Dataset excerpts:
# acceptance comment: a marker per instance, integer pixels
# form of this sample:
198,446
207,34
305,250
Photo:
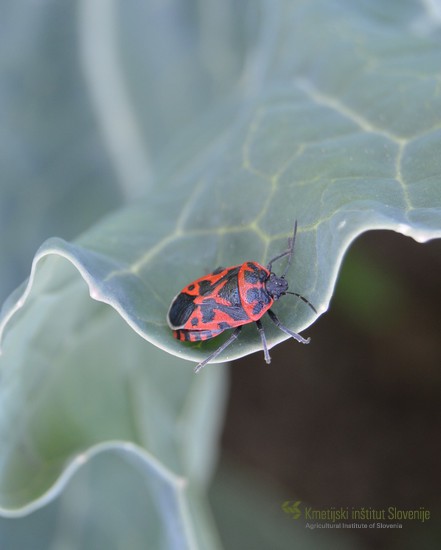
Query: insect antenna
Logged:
302,298
291,244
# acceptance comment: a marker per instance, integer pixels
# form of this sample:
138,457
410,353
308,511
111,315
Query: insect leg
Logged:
263,338
221,348
278,324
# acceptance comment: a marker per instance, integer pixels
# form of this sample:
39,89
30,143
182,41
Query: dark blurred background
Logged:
354,418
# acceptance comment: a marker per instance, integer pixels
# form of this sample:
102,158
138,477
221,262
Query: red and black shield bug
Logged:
231,297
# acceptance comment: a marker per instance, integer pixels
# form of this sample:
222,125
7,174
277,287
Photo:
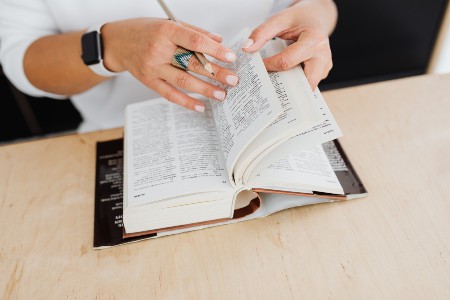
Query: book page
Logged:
300,111
170,151
324,132
248,108
303,170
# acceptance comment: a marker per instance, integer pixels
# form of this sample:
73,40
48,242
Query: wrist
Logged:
93,51
319,14
110,61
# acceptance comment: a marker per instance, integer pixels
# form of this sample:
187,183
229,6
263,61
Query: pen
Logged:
206,64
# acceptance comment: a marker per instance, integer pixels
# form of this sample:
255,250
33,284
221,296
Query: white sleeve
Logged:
21,23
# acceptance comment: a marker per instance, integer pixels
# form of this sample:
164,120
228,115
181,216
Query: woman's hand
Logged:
307,23
145,47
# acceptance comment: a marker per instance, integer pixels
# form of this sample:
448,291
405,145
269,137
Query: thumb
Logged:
264,32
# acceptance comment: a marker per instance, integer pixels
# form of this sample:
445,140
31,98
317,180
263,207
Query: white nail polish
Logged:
199,108
231,80
230,56
220,95
247,43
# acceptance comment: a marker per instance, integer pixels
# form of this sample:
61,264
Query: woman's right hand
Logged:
145,47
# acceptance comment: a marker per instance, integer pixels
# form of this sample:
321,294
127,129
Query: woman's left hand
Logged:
307,23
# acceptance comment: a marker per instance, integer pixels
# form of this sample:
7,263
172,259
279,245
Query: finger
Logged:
266,31
199,42
214,36
291,56
316,69
222,75
173,95
186,81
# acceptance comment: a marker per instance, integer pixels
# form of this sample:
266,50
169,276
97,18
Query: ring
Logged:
181,58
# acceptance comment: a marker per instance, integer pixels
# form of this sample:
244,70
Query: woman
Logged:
41,49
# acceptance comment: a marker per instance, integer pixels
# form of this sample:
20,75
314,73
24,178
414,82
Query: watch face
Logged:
91,47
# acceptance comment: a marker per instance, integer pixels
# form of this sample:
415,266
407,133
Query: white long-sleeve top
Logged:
24,21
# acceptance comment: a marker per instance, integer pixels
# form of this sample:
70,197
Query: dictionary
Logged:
185,169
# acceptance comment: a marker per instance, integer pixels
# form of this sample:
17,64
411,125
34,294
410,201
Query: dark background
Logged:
373,41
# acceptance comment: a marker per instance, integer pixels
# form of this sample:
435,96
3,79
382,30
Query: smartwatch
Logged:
92,51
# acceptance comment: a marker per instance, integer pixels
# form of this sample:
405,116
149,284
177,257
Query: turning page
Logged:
169,152
248,108
299,111
324,132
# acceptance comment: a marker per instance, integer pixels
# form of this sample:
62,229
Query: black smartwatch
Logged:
92,51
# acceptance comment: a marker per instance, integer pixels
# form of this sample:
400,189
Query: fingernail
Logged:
247,43
230,56
231,80
219,95
199,108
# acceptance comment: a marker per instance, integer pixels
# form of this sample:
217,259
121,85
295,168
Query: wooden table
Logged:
395,244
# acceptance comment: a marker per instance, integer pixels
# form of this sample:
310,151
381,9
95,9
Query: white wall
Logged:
440,61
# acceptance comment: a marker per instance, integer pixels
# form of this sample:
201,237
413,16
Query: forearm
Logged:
323,11
53,64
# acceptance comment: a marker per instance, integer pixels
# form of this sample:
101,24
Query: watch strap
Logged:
100,68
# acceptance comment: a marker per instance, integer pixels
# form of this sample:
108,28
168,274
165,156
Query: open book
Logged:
182,168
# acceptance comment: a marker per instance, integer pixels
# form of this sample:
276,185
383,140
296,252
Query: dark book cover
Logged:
108,225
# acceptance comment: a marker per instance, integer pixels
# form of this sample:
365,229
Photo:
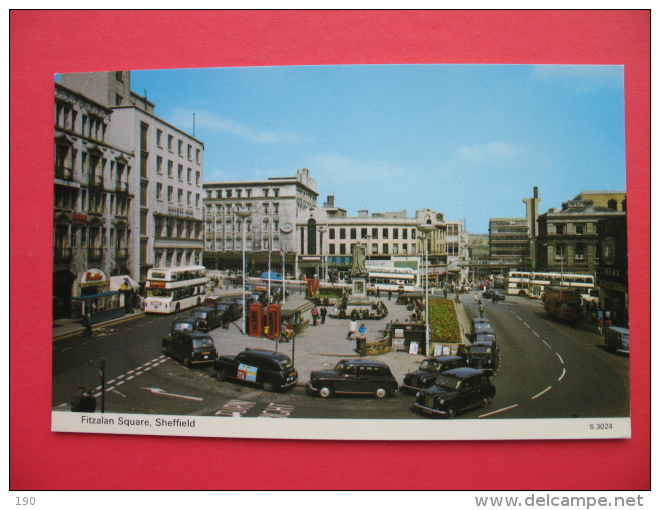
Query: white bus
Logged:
517,283
172,289
391,279
539,281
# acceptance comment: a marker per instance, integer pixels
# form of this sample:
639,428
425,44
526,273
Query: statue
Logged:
358,268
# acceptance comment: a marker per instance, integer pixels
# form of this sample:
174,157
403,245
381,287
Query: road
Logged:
546,370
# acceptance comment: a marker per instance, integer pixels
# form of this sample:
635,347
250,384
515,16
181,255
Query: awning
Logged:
116,282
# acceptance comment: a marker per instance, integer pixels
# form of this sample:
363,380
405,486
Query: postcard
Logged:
372,252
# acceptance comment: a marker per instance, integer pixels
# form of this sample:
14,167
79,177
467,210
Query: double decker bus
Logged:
172,289
538,282
391,279
517,283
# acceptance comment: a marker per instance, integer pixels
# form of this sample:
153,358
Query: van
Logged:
617,339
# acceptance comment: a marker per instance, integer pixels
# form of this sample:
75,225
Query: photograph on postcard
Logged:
395,252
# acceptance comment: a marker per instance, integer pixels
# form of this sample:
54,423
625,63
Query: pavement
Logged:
315,348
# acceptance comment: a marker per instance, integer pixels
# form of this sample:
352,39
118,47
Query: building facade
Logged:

Instructions for the task: Collect every line above that contains the word "insect", treating uppercase and lowercase as distinct.

Task answer:
Query: insect antenna
Query: insect leg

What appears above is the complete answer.